**AIM OF THE EXERCISE**
Reproduce every line of the material below verbatim, without any alteration.
----------------
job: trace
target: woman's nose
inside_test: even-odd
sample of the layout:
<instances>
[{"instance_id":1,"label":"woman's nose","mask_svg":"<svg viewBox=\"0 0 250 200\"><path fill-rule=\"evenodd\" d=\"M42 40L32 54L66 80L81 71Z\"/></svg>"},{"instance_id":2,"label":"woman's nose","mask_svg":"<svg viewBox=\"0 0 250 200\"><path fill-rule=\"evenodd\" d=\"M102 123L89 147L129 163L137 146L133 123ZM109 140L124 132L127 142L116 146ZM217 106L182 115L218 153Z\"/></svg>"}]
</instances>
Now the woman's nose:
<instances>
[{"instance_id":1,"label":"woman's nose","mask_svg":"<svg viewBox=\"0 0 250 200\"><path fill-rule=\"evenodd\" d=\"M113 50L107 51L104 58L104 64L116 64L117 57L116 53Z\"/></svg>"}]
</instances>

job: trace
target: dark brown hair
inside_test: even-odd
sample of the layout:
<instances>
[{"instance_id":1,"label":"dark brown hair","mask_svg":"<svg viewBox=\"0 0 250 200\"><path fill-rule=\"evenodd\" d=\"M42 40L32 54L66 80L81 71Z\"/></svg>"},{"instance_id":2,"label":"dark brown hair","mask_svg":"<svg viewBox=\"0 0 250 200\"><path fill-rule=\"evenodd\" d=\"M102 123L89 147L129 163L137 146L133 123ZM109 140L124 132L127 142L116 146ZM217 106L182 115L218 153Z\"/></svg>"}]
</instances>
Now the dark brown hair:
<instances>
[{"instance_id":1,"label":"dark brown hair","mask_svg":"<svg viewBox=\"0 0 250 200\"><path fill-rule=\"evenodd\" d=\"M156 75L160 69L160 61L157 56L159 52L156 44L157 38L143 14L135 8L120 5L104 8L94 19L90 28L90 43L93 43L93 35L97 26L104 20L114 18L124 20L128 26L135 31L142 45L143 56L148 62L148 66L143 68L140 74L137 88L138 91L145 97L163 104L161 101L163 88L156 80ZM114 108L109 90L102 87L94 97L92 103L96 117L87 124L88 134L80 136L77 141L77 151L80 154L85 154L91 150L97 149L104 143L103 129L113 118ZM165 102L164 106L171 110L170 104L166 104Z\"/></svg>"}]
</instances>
----------------
**COMPLETE RESPONSE**
job: trace
target: woman's nose
inside_test: even-odd
sample of the layout:
<instances>
[{"instance_id":1,"label":"woman's nose","mask_svg":"<svg viewBox=\"0 0 250 200\"><path fill-rule=\"evenodd\" d=\"M42 40L32 54L66 80L81 71Z\"/></svg>"},{"instance_id":2,"label":"woman's nose","mask_svg":"<svg viewBox=\"0 0 250 200\"><path fill-rule=\"evenodd\" d=\"M102 123L89 147L129 163L137 146L133 123ZM109 140L124 132L127 142L116 146ZM217 106L182 115L218 153Z\"/></svg>"}]
</instances>
Now the woman's nose:
<instances>
[{"instance_id":1,"label":"woman's nose","mask_svg":"<svg viewBox=\"0 0 250 200\"><path fill-rule=\"evenodd\" d=\"M113 50L107 51L104 58L104 64L116 64L117 57L116 53Z\"/></svg>"}]
</instances>

job: trace
target: dark brown hair
inside_test: even-odd
sample of the layout:
<instances>
[{"instance_id":1,"label":"dark brown hair","mask_svg":"<svg viewBox=\"0 0 250 200\"><path fill-rule=\"evenodd\" d=\"M42 40L32 54L66 80L81 71Z\"/></svg>"},{"instance_id":2,"label":"dark brown hair","mask_svg":"<svg viewBox=\"0 0 250 200\"><path fill-rule=\"evenodd\" d=\"M102 123L89 147L129 163L137 146L133 123ZM109 140L124 132L127 142L116 146ZM217 106L182 115L218 153Z\"/></svg>"}]
</instances>
Now the dark brown hair:
<instances>
[{"instance_id":1,"label":"dark brown hair","mask_svg":"<svg viewBox=\"0 0 250 200\"><path fill-rule=\"evenodd\" d=\"M156 75L160 69L160 61L157 56L159 52L156 44L157 38L143 14L135 8L120 5L104 8L94 19L90 28L90 43L93 43L93 35L97 26L104 20L114 18L124 20L128 26L135 31L142 45L143 56L148 62L148 66L143 68L140 74L137 88L138 91L145 97L163 104L161 101L163 88L156 80ZM114 108L109 90L102 87L94 97L92 103L96 117L87 124L88 134L80 136L77 141L77 151L80 154L85 154L91 150L97 149L104 143L103 129L113 118ZM165 102L164 106L171 110L170 104L166 104Z\"/></svg>"}]
</instances>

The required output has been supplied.